▸ **BRIEF**
Copy the following lines word for word, character for character.

▸ **MATERIAL PROVIDED**
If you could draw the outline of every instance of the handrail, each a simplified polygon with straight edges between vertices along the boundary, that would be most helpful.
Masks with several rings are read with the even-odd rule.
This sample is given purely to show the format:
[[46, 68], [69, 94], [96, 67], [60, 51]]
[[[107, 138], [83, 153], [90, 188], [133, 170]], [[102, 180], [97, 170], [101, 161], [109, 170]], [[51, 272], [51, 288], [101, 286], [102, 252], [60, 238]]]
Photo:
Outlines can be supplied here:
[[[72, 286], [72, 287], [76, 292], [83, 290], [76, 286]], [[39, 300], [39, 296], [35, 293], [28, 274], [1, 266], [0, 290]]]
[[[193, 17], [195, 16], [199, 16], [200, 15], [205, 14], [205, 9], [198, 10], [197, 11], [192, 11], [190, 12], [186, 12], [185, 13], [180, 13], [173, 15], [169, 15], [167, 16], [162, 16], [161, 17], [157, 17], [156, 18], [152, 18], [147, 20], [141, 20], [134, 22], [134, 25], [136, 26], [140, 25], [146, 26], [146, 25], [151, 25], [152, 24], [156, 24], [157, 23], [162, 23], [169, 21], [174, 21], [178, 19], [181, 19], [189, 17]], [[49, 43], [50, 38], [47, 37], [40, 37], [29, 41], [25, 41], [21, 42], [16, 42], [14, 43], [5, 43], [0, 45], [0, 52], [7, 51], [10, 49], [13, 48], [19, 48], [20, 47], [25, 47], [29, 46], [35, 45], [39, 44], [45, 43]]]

▸ **FULL ANSWER**
If you could draw the outline of every instance of the handrail, each a simplified polygon with straight edges between vertices along the boundary, that would be most helpful.
Masks with several rings are read with the even-odd rule.
This sample is given purely to show the format:
[[46, 68], [69, 94], [96, 67], [60, 51]]
[[[107, 138], [83, 153], [90, 188], [133, 170]], [[102, 180], [97, 170], [101, 161], [109, 170]], [[51, 272], [51, 288], [101, 286], [102, 252], [60, 238]]]
Photo:
Outlines can be supplied here:
[[[72, 286], [72, 287], [76, 292], [83, 290], [76, 286]], [[39, 300], [39, 296], [35, 293], [28, 274], [1, 266], [0, 290]]]
[[[193, 17], [195, 16], [199, 16], [200, 15], [205, 14], [205, 9], [198, 10], [197, 11], [192, 11], [190, 12], [186, 12], [185, 13], [180, 13], [173, 15], [169, 15], [167, 16], [162, 16], [161, 17], [157, 17], [156, 18], [152, 18], [147, 20], [141, 20], [134, 22], [134, 25], [136, 26], [140, 25], [146, 26], [146, 25], [151, 25], [152, 24], [156, 24], [157, 23], [162, 23], [169, 21], [174, 21], [178, 19], [181, 19], [189, 17]], [[49, 43], [50, 38], [47, 37], [40, 37], [29, 41], [25, 41], [21, 42], [16, 42], [14, 43], [5, 43], [0, 45], [0, 52], [7, 51], [10, 49], [13, 48], [19, 48], [20, 47], [25, 47], [29, 46], [35, 45], [39, 44], [45, 43]]]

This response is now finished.